DIRECTION »
In the lines below, replace "tree trunk" with "fence post" and leave everything else as it is.

==*==

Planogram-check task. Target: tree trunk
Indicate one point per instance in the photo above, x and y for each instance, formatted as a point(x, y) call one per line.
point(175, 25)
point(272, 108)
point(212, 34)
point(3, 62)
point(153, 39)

==*==

RESULT OF THIS TASK »
Planogram-check task. Target: fence post
Indicate one point per instance in the photo above, x and y for each instance, formatted as a point(x, y) call one per line.
point(175, 25)
point(272, 108)
point(212, 34)
point(3, 62)
point(153, 39)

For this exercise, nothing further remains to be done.